(Extracted data entries)

———

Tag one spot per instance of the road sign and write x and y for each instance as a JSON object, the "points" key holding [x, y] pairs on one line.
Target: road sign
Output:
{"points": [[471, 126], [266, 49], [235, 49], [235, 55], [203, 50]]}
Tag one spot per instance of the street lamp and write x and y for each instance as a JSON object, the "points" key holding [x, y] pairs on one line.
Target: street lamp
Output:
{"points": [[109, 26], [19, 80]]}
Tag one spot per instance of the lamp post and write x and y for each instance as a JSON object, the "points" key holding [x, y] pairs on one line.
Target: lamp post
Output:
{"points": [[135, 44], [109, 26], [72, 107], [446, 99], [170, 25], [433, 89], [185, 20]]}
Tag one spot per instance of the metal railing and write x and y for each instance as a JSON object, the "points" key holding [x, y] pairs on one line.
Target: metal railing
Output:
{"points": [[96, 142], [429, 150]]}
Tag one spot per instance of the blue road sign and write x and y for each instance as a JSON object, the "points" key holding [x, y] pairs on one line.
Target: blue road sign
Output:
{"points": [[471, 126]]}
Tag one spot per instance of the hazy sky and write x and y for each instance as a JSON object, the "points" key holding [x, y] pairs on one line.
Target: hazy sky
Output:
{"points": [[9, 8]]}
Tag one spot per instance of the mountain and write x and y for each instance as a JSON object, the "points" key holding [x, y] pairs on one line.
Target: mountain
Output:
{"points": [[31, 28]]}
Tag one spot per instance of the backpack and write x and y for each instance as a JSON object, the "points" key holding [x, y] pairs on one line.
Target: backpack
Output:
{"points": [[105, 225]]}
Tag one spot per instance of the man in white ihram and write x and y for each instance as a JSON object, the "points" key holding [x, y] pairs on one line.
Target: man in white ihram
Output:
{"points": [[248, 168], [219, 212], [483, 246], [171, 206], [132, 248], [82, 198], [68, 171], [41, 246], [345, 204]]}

———

Rewrite every line of the listing above as a JSON list of strings, with one string per line and blank lines left out.

**REPLY TO THE EXERCISE:**
[
  "Tag one spot per instance of the road sign and write x and y for each instance as a JSON object, the \"points\" key holding [x, y] pairs on one line.",
  "Target: road sign",
  "Output:",
  "{\"points\": [[471, 126], [266, 49], [235, 49], [235, 55], [203, 50]]}",
  "Tag one spot per instance of the street lamp and write x and y for each instance as a JSON object, the \"points\" key holding [x, y] pairs on one line.",
  "Target: street lamp",
  "Output:",
  "{\"points\": [[109, 26], [19, 80]]}",
  "Tag one spot per instance of the lamp post and write x and y for each instance as a JSON object, the \"points\" key holding [x, y] pairs on one line.",
  "Target: lamp post",
  "Output:",
  "{\"points\": [[135, 44], [109, 26], [72, 107], [446, 99], [170, 25], [433, 89], [185, 20]]}",
  "Tag one spot per instance of the metal railing and write x and y for each instance as a JSON object, the \"points\" key holding [x, y] pairs on one line.",
  "Target: metal railing",
  "Output:",
  "{\"points\": [[96, 142], [429, 150]]}",
  "Tag one spot per instance of the blue road sign and write x and y for each instance as a JSON object, the \"points\" key holding [x, y] pairs on one line.",
  "Target: blue road sign",
  "Output:",
  "{\"points\": [[471, 126]]}",
  "Tag one spot per instance of the hazy sky and write x and y for each instance as a JSON object, the \"points\" key holding [x, y] pairs on one line.",
  "Target: hazy sky",
  "Output:",
  "{\"points\": [[9, 8]]}",
  "Tag one spot per instance of the mountain and write x and y for each instance as a JSON object, the \"points\" key holding [x, y] pairs on one line.",
  "Target: mountain",
  "Output:",
  "{\"points\": [[31, 28]]}",
  "Tag one spot per instance of the backpack and write x and y for each instance as a JSON object, the \"points\" key holding [x, y] pairs on one line.",
  "Target: backpack",
  "Output:",
  "{\"points\": [[105, 225]]}",
  "Tag one spot per instance of the man in white ihram and write x and y for each instance as a JSON object, the \"points\" key holding [x, y] pairs on one line.",
  "Target: man in white ihram",
  "Output:",
  "{\"points\": [[248, 168], [219, 212], [483, 246], [171, 206], [132, 248], [82, 198], [68, 171], [41, 246], [345, 204]]}"
]